## TO BE DONE:
Reproduce every line of the listing, character for character, starting at the line containing "Task: a point for each instance of the green" and continuing through the final line of the listing, with both of those lines included.

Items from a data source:
========

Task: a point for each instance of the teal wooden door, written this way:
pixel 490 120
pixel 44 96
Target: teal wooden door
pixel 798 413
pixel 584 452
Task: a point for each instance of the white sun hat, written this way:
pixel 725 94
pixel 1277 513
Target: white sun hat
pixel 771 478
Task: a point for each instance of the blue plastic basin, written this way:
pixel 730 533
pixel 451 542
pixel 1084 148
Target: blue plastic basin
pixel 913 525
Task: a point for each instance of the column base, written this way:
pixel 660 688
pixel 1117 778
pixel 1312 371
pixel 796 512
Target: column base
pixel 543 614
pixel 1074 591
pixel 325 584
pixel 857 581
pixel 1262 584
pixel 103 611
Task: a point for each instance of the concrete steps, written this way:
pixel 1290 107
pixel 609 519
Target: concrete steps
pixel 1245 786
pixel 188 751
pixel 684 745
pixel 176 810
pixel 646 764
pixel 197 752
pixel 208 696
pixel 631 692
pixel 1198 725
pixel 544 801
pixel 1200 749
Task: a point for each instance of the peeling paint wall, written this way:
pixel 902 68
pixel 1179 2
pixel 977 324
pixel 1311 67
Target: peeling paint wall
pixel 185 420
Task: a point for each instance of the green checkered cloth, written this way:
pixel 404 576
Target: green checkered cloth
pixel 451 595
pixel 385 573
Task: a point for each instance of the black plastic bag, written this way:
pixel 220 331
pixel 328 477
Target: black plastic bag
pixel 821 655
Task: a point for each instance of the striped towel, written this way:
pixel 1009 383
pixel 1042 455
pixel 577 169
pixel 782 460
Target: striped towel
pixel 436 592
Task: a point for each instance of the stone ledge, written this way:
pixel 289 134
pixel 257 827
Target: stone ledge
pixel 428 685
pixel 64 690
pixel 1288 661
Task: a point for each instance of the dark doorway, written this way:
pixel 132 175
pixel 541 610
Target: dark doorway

========

## FINISHED EXERCISE:
Task: a point for each instance of the green checkered cloth, written this way:
pixel 404 576
Target: green checkered cloth
pixel 451 595
pixel 385 573
Task: a point for each instance of the black plastic bag, written this way:
pixel 220 331
pixel 328 477
Target: black plastic bag
pixel 821 655
Task: a point for each instance of the striped towel, written this way:
pixel 1009 383
pixel 1042 455
pixel 577 169
pixel 782 460
Target: striped towel
pixel 436 592
Task: a point for each instance of the stone ledge, written this way:
pixel 289 134
pixel 257 827
Target: stone ledge
pixel 428 685
pixel 64 690
pixel 1288 661
Task: a point for each instance of the dark doorway, written this way:
pixel 132 175
pixel 541 610
Target: dark doorway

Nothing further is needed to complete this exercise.